** DIRECTIONS FOR THIS TASK **
Starting from the line containing "Category: cobblestone pavement", give again every line through the end of the entries, word for word. Pictures stay out of the copy.

** EXTRACTED ENTRIES **
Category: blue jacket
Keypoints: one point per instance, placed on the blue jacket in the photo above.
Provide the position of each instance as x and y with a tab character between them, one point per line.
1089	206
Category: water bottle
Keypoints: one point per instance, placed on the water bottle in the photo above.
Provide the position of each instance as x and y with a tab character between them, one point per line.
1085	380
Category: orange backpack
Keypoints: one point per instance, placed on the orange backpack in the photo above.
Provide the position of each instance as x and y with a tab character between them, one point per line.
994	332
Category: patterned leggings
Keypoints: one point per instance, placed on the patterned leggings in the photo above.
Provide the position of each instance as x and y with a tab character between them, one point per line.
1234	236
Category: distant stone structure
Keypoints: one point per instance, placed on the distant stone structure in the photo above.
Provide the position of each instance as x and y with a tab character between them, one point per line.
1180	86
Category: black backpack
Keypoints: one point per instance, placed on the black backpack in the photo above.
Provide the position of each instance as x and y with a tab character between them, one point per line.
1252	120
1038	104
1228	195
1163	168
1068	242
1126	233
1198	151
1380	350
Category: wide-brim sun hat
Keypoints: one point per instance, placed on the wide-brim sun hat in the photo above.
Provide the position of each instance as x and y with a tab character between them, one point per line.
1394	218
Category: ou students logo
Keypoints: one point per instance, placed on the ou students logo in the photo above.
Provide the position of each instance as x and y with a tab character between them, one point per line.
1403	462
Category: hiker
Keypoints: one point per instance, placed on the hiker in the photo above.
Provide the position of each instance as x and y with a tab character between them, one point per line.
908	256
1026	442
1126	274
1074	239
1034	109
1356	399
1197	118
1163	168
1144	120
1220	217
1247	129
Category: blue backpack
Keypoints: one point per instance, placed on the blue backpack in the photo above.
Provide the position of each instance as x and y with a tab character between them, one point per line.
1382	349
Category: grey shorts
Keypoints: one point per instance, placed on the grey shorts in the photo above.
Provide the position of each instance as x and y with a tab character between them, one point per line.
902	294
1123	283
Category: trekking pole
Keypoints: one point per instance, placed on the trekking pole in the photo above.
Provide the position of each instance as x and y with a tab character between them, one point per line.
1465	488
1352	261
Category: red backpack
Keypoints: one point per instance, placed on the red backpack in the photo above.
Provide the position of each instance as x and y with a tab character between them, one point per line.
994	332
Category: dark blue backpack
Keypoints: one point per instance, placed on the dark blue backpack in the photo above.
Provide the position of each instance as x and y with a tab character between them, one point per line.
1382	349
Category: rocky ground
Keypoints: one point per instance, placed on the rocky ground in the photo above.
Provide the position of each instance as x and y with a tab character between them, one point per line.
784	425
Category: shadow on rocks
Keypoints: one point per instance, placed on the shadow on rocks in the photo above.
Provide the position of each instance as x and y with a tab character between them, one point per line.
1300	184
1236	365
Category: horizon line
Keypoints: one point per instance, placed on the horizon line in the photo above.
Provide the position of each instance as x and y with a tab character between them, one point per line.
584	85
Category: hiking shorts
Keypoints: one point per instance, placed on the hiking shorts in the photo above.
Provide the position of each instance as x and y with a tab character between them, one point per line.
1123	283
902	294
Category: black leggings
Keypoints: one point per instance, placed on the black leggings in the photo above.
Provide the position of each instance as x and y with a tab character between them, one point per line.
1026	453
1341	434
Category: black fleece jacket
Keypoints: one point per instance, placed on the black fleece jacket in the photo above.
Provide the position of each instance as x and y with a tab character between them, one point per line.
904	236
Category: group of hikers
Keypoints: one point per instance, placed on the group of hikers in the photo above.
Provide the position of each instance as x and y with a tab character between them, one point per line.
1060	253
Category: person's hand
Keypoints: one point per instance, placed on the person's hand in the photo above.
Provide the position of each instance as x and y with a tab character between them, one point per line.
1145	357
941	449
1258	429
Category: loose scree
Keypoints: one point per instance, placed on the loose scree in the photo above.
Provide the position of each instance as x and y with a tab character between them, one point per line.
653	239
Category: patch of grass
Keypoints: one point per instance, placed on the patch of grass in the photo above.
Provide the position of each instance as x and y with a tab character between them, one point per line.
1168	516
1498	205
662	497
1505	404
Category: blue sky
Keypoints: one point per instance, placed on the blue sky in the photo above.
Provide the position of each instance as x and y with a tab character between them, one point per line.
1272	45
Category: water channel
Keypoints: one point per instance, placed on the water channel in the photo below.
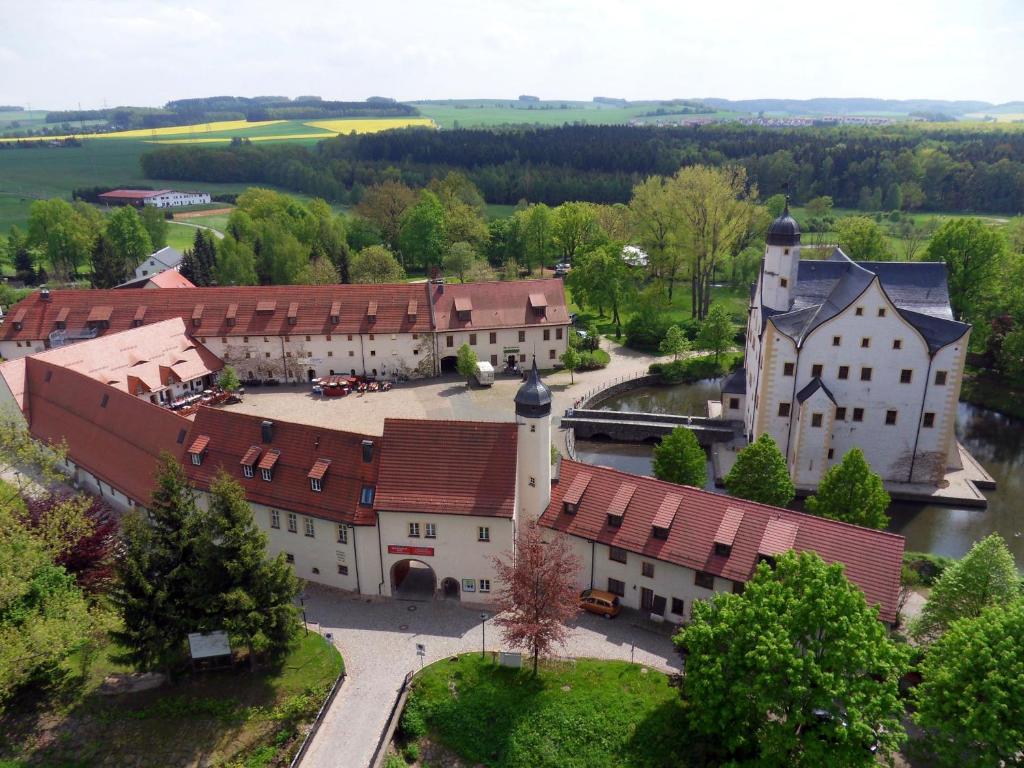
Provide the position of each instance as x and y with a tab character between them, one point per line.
994	439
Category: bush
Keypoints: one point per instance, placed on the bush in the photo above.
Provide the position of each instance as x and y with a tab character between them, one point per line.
925	566
646	329
692	369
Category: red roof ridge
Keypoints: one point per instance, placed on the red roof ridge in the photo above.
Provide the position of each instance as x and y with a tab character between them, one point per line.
735	499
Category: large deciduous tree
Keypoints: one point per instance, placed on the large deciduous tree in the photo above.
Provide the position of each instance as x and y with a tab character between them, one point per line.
985	576
972	252
128	238
423	239
971	700
760	474
376	264
538	592
716	331
852	493
715	207
797	671
680	459
384	205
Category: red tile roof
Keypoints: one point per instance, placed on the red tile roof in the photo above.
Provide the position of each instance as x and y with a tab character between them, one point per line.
314	309
504	304
119	442
872	558
139	359
320	469
233	435
448	467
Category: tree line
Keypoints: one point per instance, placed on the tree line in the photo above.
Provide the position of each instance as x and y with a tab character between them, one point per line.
871	168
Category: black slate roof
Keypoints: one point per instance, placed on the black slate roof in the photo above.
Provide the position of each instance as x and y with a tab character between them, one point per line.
825	288
813	386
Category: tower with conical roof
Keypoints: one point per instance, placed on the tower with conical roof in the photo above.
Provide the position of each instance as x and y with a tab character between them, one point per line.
532	415
781	261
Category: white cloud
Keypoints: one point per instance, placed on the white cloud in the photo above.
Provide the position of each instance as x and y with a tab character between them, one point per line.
59	52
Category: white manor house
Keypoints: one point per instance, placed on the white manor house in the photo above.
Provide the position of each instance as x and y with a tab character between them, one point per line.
844	354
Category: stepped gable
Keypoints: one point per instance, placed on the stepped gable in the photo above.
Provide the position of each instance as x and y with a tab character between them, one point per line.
110	433
225	438
254	310
499	304
448	467
872	558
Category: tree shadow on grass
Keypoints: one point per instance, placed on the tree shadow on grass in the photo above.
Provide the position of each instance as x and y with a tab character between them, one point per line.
206	716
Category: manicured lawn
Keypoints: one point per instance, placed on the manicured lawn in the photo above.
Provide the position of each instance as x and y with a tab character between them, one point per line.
679	310
588	714
214	717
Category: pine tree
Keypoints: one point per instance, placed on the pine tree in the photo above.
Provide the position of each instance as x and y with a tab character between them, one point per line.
852	493
680	459
760	474
158	591
250	596
108	267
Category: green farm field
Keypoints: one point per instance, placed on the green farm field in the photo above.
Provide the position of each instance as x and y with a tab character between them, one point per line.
487	112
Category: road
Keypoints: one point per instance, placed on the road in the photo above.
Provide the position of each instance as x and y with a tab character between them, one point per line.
378	639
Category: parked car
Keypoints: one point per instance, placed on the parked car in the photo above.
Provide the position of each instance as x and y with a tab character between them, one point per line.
603	603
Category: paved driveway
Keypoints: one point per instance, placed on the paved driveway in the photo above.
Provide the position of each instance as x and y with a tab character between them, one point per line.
378	641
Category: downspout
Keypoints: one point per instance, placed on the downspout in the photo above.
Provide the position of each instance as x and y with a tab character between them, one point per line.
355	551
380	550
793	402
593	551
921	416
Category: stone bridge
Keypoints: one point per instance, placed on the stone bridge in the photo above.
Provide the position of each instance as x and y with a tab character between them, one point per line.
636	427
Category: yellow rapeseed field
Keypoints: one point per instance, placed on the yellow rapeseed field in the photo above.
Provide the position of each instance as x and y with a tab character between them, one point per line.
370	125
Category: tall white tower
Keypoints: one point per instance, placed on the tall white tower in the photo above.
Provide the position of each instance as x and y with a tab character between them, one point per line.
532	415
781	262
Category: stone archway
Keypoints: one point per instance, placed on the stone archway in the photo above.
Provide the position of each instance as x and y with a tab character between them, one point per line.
450	588
413	580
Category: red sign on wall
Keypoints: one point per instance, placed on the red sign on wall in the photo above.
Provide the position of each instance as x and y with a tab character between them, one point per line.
394	549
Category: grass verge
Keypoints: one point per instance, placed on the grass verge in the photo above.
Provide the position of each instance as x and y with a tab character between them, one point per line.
229	718
589	713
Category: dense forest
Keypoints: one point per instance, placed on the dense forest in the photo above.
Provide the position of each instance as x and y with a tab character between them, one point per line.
879	168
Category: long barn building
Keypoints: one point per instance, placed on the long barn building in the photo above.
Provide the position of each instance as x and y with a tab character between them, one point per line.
296	333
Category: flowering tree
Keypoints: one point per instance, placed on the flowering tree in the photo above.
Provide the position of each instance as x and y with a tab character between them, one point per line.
538	593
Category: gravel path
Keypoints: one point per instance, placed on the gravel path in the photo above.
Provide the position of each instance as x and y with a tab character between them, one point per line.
378	641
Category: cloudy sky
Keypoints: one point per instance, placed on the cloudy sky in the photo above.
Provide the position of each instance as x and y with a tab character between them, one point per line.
56	54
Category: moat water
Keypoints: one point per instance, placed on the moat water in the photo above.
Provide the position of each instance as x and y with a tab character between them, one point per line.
994	439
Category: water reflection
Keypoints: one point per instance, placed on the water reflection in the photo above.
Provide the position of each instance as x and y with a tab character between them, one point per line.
995	440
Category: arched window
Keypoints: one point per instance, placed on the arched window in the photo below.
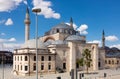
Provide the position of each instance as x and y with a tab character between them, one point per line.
15	58
112	61
49	58
26	58
57	30
21	67
42	58
109	62
34	66
21	58
18	58
117	61
34	58
105	61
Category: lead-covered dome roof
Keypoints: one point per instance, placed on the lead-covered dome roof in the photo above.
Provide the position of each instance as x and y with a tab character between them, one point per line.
75	38
63	26
32	44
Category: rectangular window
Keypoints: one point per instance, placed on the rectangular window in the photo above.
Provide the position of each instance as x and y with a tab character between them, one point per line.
15	58
15	67
42	66
64	65
21	58
18	67
18	58
34	66
34	58
49	58
49	67
26	68
42	58
25	58
21	67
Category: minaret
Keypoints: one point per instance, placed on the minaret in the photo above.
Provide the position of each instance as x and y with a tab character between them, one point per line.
103	39
27	25
71	22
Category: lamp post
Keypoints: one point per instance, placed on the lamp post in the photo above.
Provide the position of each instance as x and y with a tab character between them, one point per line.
36	11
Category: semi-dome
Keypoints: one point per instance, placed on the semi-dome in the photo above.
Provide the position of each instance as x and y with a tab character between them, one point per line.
59	42
63	26
32	44
75	38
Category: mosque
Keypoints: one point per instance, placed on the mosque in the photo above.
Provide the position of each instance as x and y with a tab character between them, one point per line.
58	51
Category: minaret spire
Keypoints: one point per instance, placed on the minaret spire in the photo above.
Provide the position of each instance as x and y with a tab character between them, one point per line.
71	22
103	39
27	24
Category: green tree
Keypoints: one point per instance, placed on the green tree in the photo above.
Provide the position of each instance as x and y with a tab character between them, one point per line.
86	59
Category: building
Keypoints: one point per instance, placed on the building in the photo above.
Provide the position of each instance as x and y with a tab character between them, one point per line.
6	57
58	51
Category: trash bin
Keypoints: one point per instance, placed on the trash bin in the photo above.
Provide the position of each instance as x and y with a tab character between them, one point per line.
58	77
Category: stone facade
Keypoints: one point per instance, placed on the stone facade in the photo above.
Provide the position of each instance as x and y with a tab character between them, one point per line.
58	51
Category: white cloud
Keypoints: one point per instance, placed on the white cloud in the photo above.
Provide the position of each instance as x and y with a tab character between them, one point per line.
111	38
9	46
2	21
12	40
7	40
9	22
117	46
46	9
82	29
95	41
25	2
2	40
74	25
83	32
2	34
8	5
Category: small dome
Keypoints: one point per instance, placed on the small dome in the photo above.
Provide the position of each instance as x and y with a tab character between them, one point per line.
32	44
75	38
62	25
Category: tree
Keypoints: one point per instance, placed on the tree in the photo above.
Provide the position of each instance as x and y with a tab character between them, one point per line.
86	59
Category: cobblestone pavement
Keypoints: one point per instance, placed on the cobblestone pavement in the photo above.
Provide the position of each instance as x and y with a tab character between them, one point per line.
108	73
8	74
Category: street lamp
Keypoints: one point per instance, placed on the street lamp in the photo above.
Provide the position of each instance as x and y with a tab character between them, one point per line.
36	11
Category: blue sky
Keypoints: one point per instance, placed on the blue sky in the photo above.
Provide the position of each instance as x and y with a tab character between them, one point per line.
89	16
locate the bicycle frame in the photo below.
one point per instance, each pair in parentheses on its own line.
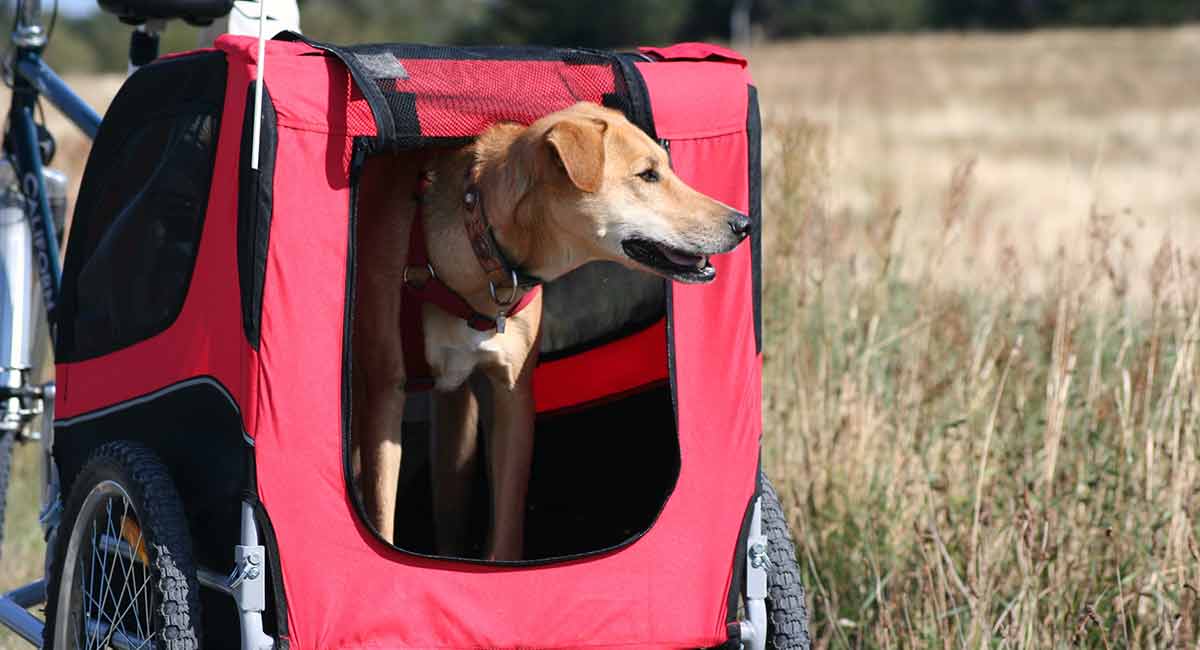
(29,246)
(31,80)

** COMPLETE OUTPUT **
Category: cobblestone pavement
Keypoints: one point per instance, placed on the cobblestone pavement in the photo above.
Provide the position of each instance as x and y with a tab character between them, one point per line.
108	73
8	74
Category: street lamp
Keypoints: one point per instance, placed on the street lamp in the photo above.
Provide the position of each instance as x and y with a tab character between them, one point per line.
36	11
Category: blue sky
Keypoints: one point per instance, placed on the blue sky in the photo above.
Provide the position of each instance as x and y with a tab character between them, one point per line.
89	16
locate the bicycle frame in the photo below.
one point per instance, each pair in parentheses on its own line.
(29,246)
(31,80)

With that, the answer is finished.